TO BE DONE: Please count the lines of the records below that contain the string "Place", with case counting, and reply with only that number.

MATERIAL:
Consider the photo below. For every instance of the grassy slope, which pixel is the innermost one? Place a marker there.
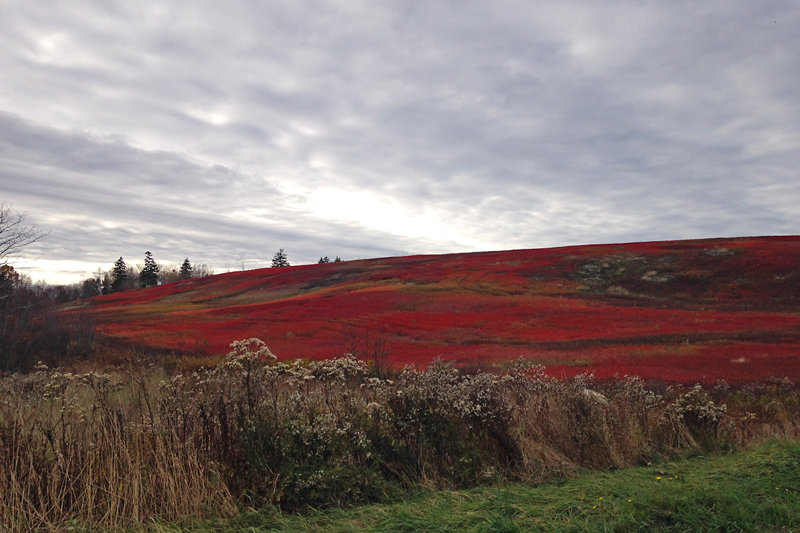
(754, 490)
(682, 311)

* * *

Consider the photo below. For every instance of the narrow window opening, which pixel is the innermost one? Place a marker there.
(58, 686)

CORRECT ANSWER: 2